SOURCE:
-- start --
How To: Do fiberglass on a Neon Door Panel!!!
How To: Do fiberglass on a Neon Door Panel!!!
ok, this is not a project log but it is at the same time. it is not finished but i will post new pictures day by day and once its done you can just look thru here and read how to do it. i will be doing my front doors but not right now, that wont be a how too. after this door is done i will update my WINTER PROJECT (fusion) project log. oh and i will describ it like i would want to read it. so lets get too it.
(picture 1) this is everything you will need to make ur fiberglass.
1.any type of resin, they say some brands are better then others but iv come to learn if you use the whole can within a week its just as good as any other brand, i use walmart brand. oh and buy a extra liquid hardner tube, they never give you enough.
2. two mixing cups with 2 brushes you have to use a new brush with every time you use resin, cuz it hardens up and you cant reuse the brush.
-- end --
EXERCISE A: Extract every line of the listing below that contains the string "suit". Matching is case-sensitive.

INPUT:
-- start --
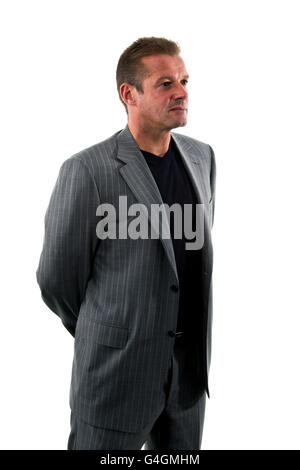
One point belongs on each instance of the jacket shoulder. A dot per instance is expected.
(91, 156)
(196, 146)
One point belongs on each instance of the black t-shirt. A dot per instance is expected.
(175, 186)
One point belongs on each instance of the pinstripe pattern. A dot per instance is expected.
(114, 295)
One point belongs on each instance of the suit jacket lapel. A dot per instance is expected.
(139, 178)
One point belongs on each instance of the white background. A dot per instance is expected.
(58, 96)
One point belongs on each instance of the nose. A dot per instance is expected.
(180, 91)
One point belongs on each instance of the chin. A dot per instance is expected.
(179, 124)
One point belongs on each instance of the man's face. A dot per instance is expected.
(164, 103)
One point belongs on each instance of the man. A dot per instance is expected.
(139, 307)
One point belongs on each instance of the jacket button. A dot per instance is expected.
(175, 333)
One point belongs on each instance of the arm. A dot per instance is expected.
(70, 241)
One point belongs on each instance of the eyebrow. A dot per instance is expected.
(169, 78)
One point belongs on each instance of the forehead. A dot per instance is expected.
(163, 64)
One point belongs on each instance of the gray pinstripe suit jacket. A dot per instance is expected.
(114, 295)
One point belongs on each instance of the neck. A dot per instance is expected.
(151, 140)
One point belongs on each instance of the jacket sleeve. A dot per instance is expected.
-- end --
-- start --
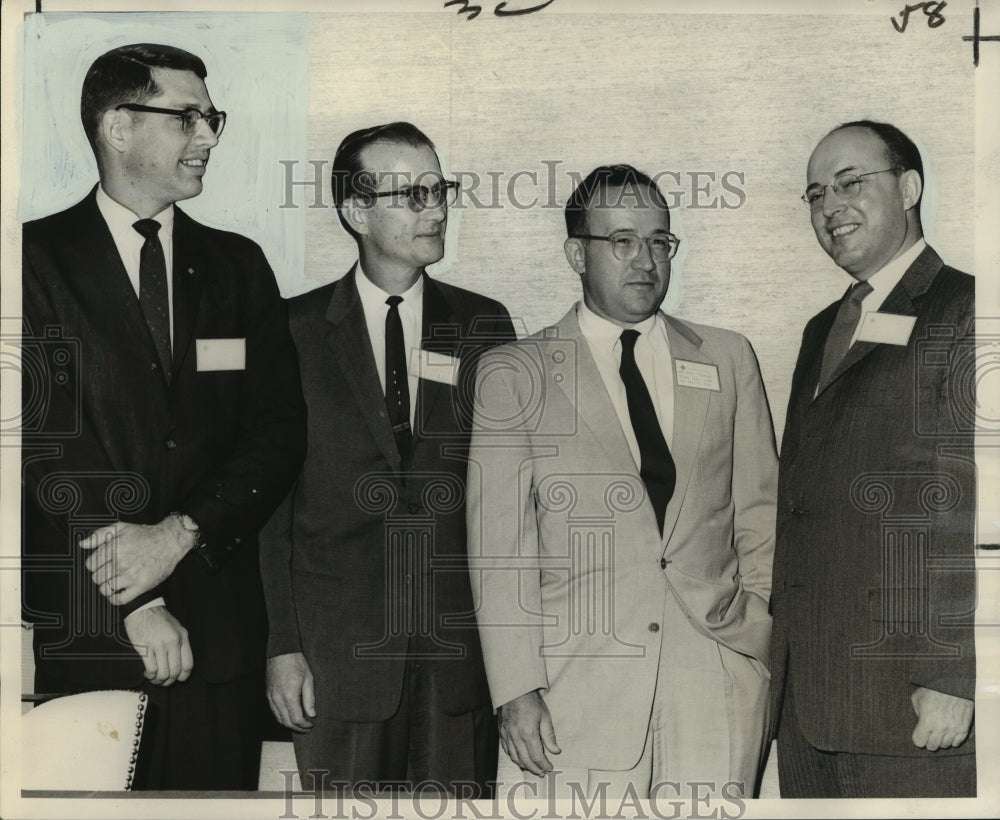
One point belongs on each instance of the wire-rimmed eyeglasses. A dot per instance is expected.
-- end --
EXERCISE B: Write the next part of the fiberglass door panel guide, starting after its last sentence.

EXERCISE RESPONSE A:
One point belongs on each instance of the suit jacket lapel. A dot per instance is expected.
One point belongs on each instance of the gray pinstripe suit jacket. A dot per instance is expected.

EXERCISE RESPONSE B:
3.cheap semi strechy fabric, not too strechy but get somethin that will strech a little.
4. chop matt this is what makes it strong.
5. BONDO GLASS your best friend, it has fiberglass strans in it. better then bondo this is also the strong point.
6.any type of body filler i have bondo brand but i have some left over so im gonna use it. i prefer z grip
7. staple gun the more powerful the better, air is the best but as u can see i bought a 10 dollar one that will do fine for this application. im using 5/16th staples.
8. sand paper and somethin to sand with like a 6" block. the laquer thinner is just to clean ur stuff, like ur plastic applicator.
9. the commpressor is for my air brush gun not a DA, i dont advice using this on such a small piece. also if i leave anything out ill be sure and add it as i go along
ok here is where i left off on my WINTER PROJECT(fusion) all i did was melt the 2 plastics together. and this is what i will be fiberglassing.
here i lay out the cheap fabric across the entire panel, i got a yard just to start out, if i need more it was only a 1$.
here i begin to use my stable gun and staple on the bottom lip and work my way to the right, making sure its straight and NO RINKELS.
once i got a good start i cut off the excess fabric i got to the middle line i put one staple at the top to hold it and i can pull slightly and a little taught to get all rinkels out.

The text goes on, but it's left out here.